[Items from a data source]
____

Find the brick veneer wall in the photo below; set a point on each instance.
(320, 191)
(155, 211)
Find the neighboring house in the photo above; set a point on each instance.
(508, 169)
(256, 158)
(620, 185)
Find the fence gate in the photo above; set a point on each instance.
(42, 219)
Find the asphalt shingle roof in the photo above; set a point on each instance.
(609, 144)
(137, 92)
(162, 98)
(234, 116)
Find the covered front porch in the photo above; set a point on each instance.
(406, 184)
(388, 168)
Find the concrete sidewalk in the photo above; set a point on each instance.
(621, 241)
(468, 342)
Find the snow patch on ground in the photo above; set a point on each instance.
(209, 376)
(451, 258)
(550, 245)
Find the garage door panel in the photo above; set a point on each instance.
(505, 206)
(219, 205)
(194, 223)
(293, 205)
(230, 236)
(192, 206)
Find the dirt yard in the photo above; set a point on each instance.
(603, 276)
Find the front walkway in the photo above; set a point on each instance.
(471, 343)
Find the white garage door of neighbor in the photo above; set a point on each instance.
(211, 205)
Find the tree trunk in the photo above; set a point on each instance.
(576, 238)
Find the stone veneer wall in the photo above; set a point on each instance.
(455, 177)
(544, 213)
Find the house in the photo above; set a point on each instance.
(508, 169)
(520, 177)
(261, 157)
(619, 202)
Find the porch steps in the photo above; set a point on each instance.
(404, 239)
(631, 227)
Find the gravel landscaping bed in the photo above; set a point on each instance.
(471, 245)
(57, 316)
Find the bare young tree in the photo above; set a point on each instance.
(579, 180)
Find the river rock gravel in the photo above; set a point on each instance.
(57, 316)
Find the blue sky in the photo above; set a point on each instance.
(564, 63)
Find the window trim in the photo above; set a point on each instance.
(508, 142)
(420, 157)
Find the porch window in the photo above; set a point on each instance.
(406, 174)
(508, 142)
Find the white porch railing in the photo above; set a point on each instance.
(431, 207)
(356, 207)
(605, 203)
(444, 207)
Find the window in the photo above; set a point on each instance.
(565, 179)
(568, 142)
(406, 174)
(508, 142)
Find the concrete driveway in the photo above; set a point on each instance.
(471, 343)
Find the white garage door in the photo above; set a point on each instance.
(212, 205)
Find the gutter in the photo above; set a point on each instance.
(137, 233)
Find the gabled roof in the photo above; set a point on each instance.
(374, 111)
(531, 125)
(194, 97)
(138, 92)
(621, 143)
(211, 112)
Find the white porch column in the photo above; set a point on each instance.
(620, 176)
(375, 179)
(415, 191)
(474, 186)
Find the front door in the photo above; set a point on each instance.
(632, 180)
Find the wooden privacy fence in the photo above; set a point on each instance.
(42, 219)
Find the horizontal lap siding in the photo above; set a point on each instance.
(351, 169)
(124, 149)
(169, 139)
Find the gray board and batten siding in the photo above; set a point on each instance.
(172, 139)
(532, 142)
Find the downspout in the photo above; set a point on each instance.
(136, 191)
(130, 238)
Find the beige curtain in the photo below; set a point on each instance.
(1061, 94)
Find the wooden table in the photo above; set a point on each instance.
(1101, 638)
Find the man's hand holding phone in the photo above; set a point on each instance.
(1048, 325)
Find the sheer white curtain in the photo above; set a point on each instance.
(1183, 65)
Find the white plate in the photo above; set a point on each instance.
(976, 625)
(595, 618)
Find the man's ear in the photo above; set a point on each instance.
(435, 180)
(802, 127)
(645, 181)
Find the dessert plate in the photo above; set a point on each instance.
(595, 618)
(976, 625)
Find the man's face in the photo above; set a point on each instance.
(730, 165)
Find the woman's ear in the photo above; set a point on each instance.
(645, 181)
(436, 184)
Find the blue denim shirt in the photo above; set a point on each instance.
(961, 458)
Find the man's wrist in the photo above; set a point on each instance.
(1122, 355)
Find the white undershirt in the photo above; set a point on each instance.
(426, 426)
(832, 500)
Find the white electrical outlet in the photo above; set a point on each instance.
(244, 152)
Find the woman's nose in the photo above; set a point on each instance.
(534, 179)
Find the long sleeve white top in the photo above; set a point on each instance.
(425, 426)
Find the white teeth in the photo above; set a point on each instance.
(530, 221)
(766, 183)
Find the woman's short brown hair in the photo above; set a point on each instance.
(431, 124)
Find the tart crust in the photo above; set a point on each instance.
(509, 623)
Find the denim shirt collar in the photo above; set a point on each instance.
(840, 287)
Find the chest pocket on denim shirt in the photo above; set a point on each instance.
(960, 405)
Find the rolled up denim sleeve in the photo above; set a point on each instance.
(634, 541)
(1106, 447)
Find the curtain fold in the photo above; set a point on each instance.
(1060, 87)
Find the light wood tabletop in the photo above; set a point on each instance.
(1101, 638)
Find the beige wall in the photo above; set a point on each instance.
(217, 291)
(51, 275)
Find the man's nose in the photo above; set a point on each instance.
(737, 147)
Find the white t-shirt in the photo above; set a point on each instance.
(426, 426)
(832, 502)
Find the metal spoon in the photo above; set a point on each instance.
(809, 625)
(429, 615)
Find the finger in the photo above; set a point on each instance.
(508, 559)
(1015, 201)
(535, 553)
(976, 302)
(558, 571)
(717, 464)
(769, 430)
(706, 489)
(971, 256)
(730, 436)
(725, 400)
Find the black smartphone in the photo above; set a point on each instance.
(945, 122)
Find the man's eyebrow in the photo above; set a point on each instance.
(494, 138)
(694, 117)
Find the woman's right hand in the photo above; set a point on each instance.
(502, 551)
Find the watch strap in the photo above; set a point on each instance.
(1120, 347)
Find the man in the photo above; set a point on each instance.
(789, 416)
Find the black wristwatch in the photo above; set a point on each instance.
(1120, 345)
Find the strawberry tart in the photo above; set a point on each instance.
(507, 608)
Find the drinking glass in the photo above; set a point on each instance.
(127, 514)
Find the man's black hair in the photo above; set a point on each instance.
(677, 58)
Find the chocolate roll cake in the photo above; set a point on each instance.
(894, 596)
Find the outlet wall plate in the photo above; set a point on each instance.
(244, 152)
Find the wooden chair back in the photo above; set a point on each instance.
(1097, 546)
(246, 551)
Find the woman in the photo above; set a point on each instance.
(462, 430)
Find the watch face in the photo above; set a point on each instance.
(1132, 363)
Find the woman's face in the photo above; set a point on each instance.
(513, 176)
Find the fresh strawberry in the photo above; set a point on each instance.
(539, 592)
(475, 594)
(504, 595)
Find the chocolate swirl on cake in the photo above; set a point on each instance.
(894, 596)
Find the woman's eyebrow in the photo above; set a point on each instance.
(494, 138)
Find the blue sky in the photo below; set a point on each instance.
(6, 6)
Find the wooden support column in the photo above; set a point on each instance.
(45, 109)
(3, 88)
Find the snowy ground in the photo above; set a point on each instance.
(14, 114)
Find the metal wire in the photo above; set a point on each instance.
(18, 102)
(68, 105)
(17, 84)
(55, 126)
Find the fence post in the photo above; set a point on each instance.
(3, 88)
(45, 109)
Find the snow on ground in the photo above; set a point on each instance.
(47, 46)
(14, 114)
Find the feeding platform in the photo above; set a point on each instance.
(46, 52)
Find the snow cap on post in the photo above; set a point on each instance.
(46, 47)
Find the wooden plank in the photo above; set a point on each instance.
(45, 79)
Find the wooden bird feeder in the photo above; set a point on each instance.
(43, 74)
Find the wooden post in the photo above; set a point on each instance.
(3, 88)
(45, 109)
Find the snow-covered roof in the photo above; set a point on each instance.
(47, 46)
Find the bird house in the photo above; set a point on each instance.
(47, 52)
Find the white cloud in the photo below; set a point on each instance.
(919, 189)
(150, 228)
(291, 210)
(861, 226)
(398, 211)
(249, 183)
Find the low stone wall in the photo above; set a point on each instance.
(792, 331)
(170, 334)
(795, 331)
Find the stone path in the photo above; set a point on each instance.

____

[TASK TO CARRY OUT]
Using the exact wording, repeat all the entries.

[RESULT]
Find the brick veneer wall in the photo below; set a point on each instance.
(320, 191)
(155, 211)
Find the neighboring house in the photo above; set a point on each instance.
(508, 169)
(256, 158)
(620, 185)
Find the fence gate in the photo above; set a point on each instance.
(42, 219)
Find the asphalt shingle roof in the photo above; set a point on each instance.
(609, 144)
(137, 92)
(162, 98)
(234, 116)
Find the covered front porch in the photo above; set a point on each instance.
(406, 184)
(388, 168)
Find the concrete sidewalk in the photo above; set a point on each instance.
(621, 241)
(468, 342)
Find the snow patch on ground in the photo above; set a point on each instance.
(209, 376)
(451, 258)
(550, 245)
Find the garage door panel in the photo above; set a point on each instance.
(505, 206)
(219, 205)
(194, 223)
(293, 205)
(230, 236)
(192, 206)
Find the dirt yard in the photo above; set a point on each instance.
(603, 276)
Find the front walkway in the photo above; set a point on each instance.
(471, 343)
Find the white garage door of neighbor in the photo above; set a point on each instance.
(211, 205)
Find the tree trunk in the photo above; set a point on each instance.
(576, 238)
Find the stone veneer wall in the photo above; set a point on each instance.
(455, 177)
(544, 213)
Find the house in the photo above; set a point on each instance.
(508, 169)
(520, 177)
(261, 157)
(619, 202)
Find the porch steps in the photo above; set a point on each instance.
(404, 239)
(631, 227)
Find the gravel landscaping bed in the photo above; set a point on each instance.
(471, 245)
(57, 316)
Find the bare young tree in the photo above; set a point on each instance.
(579, 180)
Find the river rock gravel in the photo above; set a point on each instance.
(57, 316)
Find the blue sky in the photo above; set a point on each instance.
(564, 63)
Find the window trim in the photo above; set a point on each instance.
(508, 142)
(420, 157)
Find the porch window in the photo above; set a point on each instance.
(406, 174)
(508, 142)
Find the white porch railing in the photo above; set a point on each instance.
(431, 207)
(356, 207)
(605, 203)
(444, 207)
Find the window in the photo above; set a point on each instance.
(565, 179)
(568, 142)
(406, 174)
(508, 142)
Find the concrete driveway in the photo above; set a point on each instance.
(471, 343)
Find the white garage door in the photo above; set a point on each instance.
(212, 205)
Find the gutter in the photo above; set a point on each instance.
(137, 233)
Find the gabled roof in the photo above; set a point on each instance.
(374, 111)
(531, 125)
(194, 97)
(138, 92)
(621, 143)
(211, 112)
Find the white porch column in the photo above; set a point on each instance.
(620, 176)
(375, 179)
(415, 191)
(474, 186)
Find the front door in the photo above; set a point on each instance.
(632, 180)
Find the wooden privacy fence in the photo above; set a point on each instance.
(42, 219)
Find the horizontal lap siding in the photo above; set a point on each instance.
(351, 169)
(124, 149)
(169, 139)
Find the gray board and batten siding in the photo above; set a point on each instance.
(172, 139)
(532, 142)
Find the downspout in the photo above; set a point on each instance.
(136, 191)
(130, 238)
Find the beige curtain in the photo below; set a point on each instance.
(1061, 94)
Find the wooden table in the photo above; set a point on each instance.
(1101, 638)
Find the man's hand holding phone in the photo above; set a point on each instance.
(1048, 325)
Find the sheer white curtain in the photo above; set a point on each instance.
(1183, 65)
Find the white plate in the photo above; set a point on each instance.
(976, 625)
(595, 618)
Find the man's ear in the photo above; set a point on each instance.
(435, 180)
(802, 127)
(645, 181)
Find the dessert plate in the photo above; set a point on each instance.
(595, 618)
(976, 625)
Find the man's face in the photo above; set a point on each instance.
(730, 165)
Find the woman's ear in the photo above; set a point on each instance.
(645, 181)
(436, 184)
Find the blue denim shirt in the photo above; set a point on each instance.
(961, 458)
Find the man's wrist in the photo above; set a point on each instance.
(1122, 355)
Find the white undershirt in the photo above; set a point on each instance.
(426, 426)
(832, 500)
Find the white electrical outlet in the photo above; set a point on each instance.
(244, 152)
Find the woman's nose in the photo above; set a point on each instance.
(534, 179)
Find the long sleeve white top in the photo above; set a point on each instance.
(425, 426)
Find the white teeth in the photo above; set a point on each instance.
(530, 221)
(766, 183)
Find the woman's short brown hair in the photo above; set a point on each instance.
(431, 124)
Find the tart crust in the photo above; set a point on each instance.
(509, 623)
Find the denim shirt collar in the photo above; set a point on each instance.
(840, 287)
Find the chest pocket on denim shirt in the photo above; set a point on each instance.
(960, 405)
Find the rolled up denim sleeve in the photo above; set a point on each instance.
(634, 541)
(1106, 447)
Find the curtain fold in the photo above; set a point on each instance.
(1060, 87)
Find the light wood tabletop in the photo above; set a point on each instance.
(1101, 638)
Find the beige wall in the photo above; set a point on each instance.
(217, 291)
(51, 275)
Find the man's nose in the photo above; set a point on each instance.
(737, 147)
Find the white t-shirt in the photo above; set a point on each instance.
(426, 426)
(832, 502)
Find the metal spoon in the photo above; set a point on each instance.
(809, 625)
(429, 615)
Find the finger in the photo above; set a point on each instance.
(508, 559)
(1015, 201)
(535, 553)
(976, 302)
(558, 571)
(717, 464)
(769, 430)
(706, 489)
(971, 256)
(730, 436)
(725, 400)
Find the black smartphone in the photo above; set a point on each instance.
(945, 122)
Find the man's eyebrow in the photo above; set a point on each instance.
(494, 138)
(694, 117)
Find the woman's right hand in the photo above; set a point on each instance.
(502, 551)
Find the watch strap in the photo above; set a point on each instance.
(1120, 347)
Find the man in the photo above; set a point on each instance.
(789, 416)
Find the black wristwatch in the photo above; set a point on each instance.
(1120, 345)
Find the strawberry tart in the photo above; set a point on each instance.
(507, 608)
Find the drinking glass in the photo above; set a point on each instance.
(127, 514)
Find the man's black hair in the photo above; set a point on each instance.
(677, 58)
Find the chocolate roll cake in the photo above; set a point on each instance.
(894, 596)
Find the outlet wall plate in the photo above; set a point on each instance.
(244, 152)
Find the wooden chair back in the photo above; set a point on each instance.
(1097, 546)
(246, 551)
Find the woman in the photo above; set a point on each instance.
(462, 430)
Find the watch face in the photo above; set a point on each instance.
(1132, 363)
Find the woman's face in the photo above; set a point on each instance.
(513, 176)
Find the fresh strawberry in the photo above; set a point on each instance.
(539, 592)
(475, 594)
(504, 595)
Find the chocolate swirl on cake in the photo above; set a point on each instance.
(894, 596)
Find the woman's eyebrow in the photo above; set a point on each instance.
(494, 138)
Find the blue sky in the photo below; set a point on each instance.
(6, 6)
Find the wooden support column in the photo above; set a point on each instance.
(45, 109)
(3, 88)
Find the snowy ground in the photo above; set a point on each instance.
(14, 114)
Find the metal wire in the photo above; set a point on each instance.
(18, 102)
(68, 105)
(17, 84)
(55, 126)
Find the fence post in the photo above; set a point on each instance.
(3, 88)
(45, 109)
Find the snow on ground in the photo above; set a point on each instance.
(47, 46)
(14, 114)
Find the feeding platform in the photo above; set a point on each instance.
(46, 52)
Find the snow cap on post in the photo above; set a point on each instance.
(46, 47)
Find the wooden plank in the photo above; set a point on each instance.
(45, 79)
Find the wooden bird feeder in the photo above; set a point on each instance.
(43, 74)
Find the wooden post in the photo above; set a point on each instance.
(3, 88)
(45, 109)
Find the snow-covered roof in the photo above; set a point on each instance.
(47, 46)
Find the bird house in the photo above; set a point on each instance.
(47, 52)
Find the white cloud in the photo below; set a point on each instance.
(919, 189)
(150, 228)
(291, 210)
(861, 226)
(398, 211)
(249, 183)
Find the low stone wall in the photo above; set a point on each instance.
(792, 331)
(170, 334)
(795, 331)
Find the stone path in the photo above; set a point on each instance.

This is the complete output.